» **Provided text**:

It is clear early on that Tallulah did not really get along with her father, and so the story begins, alternating between events from Tallulah’s childhood and the present, where she is working as a waitress, living in an old building and trying to avoid her relatives. Her father’s ill health is the reason she decides to once again come back and see her family, even though she’s been away from them for years. Why she’s stayed away for so long is explained in the end as is almost everything else.
This book was a mixed bag for me. I liked the skipping back and forth in time – the narrator, Tallulah, has an engaging voice and the breaks in her story come at the most interesting points, something I found equally intriguing and annoying. It’s like someone is about to tell you a secret but suddenly the phone rings and the moment is lost. There are plenty of moments like that throughout the story which only made me impatient to get to the end. There are family squabbles, a strained relationship between Tallulah’s mother and her father’s sisters, and then there’s Jack, her father’s brother, whose return after a long absence causes turmoil within the family and brings about a tragic incident.
Tallulah seems apathetic for most of the time, and I did not find her a particularly likeable character. After going away to live by herself she seems almost lifeless and I couldn’t help comparing her with her father, a seemingly cold and uninteresting man who seemed to do anything in his power to avoid spending time with his daughter. Later on in the story I felt pity for her, for the tragedies she had to go through, and a tiny bit of admiration for the way she had managed to survive, but overall I wished I liked her more. Uncle Jack was the real mystery of the book, and the part he had to play in Tallulah’s life. It seems that even if he tried to do good, all he was able to do was to bring about more heartache.
From dealing with abuse to anatomical references concerning the workings of the heart (my favorite part), this novel manages to be somehow heart-warming and almost indifferent at the same time, an odd combination which works startlingly well overall.
There is a mystery to be revealed at the end but the part that is finally revealed is easy to see coming because of all the events leading up to it. The other part, the most interesting part concerning a death, is left unanswered and I’m still thinking about it because I felt there was no closure. On one hand I agree that not everything needs to be resolved in a novel but on the other hand I really wish I had the answer to this one. But then, thinking back to the name of the novel, this seems like a fitting way to end the story.
I got this book from the publisher, Legend Press, in exchange for an honest review.
My rating: 3/5 stars
Read in June 2015
It’s hard when you don’t relate with or completely like the character. Sometimes it works brilliantly, and other times it falls flat.

» **To-do list**:
A. List each of Tallulah's relatives named in the book review, giving each one's relation to her as the review states it.
B. Return the passage of the book review running from "This book was" to "a tragic incident.", copied word for word.

» **Data entries**:
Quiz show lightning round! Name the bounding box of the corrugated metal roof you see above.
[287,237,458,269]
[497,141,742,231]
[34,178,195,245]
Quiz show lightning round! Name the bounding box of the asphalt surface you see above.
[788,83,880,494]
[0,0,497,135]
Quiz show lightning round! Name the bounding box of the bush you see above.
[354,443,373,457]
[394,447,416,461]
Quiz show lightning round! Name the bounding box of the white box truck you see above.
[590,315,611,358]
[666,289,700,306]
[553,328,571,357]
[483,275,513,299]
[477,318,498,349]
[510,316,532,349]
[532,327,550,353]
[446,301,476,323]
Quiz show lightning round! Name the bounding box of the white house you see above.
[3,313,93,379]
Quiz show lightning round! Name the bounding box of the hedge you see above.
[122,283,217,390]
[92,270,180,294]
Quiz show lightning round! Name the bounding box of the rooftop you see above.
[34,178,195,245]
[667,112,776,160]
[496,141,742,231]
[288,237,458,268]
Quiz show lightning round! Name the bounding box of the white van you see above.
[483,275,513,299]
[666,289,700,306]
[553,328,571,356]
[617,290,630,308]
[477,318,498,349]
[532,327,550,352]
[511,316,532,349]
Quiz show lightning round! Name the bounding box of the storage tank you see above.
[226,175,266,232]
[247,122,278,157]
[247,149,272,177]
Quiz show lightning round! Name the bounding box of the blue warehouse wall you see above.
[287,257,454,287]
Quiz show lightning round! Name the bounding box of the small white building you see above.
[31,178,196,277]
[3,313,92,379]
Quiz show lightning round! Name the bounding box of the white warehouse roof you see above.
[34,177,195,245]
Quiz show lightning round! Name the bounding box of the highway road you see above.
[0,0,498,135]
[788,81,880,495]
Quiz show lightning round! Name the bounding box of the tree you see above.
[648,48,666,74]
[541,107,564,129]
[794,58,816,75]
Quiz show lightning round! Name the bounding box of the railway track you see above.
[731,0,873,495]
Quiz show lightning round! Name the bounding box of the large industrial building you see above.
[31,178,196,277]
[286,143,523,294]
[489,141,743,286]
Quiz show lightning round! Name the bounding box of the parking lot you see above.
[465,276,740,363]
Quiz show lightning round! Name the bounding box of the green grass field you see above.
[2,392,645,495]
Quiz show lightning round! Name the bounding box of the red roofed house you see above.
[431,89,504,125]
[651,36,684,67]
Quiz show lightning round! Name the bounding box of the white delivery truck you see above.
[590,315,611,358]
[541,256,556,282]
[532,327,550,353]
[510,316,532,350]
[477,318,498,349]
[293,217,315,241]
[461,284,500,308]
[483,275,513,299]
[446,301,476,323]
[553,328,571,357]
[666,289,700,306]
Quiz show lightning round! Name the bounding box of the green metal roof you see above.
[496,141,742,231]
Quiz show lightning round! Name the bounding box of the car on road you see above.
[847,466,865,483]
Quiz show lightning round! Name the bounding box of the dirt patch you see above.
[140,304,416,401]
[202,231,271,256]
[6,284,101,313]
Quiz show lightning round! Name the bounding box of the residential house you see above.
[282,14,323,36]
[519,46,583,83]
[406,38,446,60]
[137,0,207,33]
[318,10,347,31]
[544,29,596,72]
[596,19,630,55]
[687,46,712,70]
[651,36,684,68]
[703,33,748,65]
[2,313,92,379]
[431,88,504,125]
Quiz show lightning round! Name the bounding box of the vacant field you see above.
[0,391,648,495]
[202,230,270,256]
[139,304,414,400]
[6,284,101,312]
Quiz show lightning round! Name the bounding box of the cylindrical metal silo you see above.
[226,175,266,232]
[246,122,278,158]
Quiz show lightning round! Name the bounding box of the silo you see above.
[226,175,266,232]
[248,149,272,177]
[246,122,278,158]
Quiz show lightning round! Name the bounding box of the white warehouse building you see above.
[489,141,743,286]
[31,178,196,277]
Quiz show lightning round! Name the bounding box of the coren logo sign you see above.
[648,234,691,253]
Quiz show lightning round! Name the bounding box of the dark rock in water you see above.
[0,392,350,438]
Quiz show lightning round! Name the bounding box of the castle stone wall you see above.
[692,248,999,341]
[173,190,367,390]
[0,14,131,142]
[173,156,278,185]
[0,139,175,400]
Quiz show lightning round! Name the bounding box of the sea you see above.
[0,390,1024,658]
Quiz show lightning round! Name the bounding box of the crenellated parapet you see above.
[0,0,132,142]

» **Full answers**:
A.
- Her father
- Her mother
- Her father's sisters
- Jack, her father's brother (Uncle Jack)

B.
This book was a mixed bag for me. I liked the skipping back and forth in time – the narrator, Tallulah, has an engaging voice and the breaks in her story come at the most interesting points, something I found equally intriguing and annoying. It’s like someone is about to tell you a secret but suddenly the phone rings and the moment is lost. There are plenty of moments like that throughout the story which only made me impatient to get to the end. There are family squabbles, a strained relationship between Tallulah’s mother and her father’s sisters, and then there’s Jack, her father’s brother, whose return after a long absence causes turmoil within the family and brings about a tragic incident.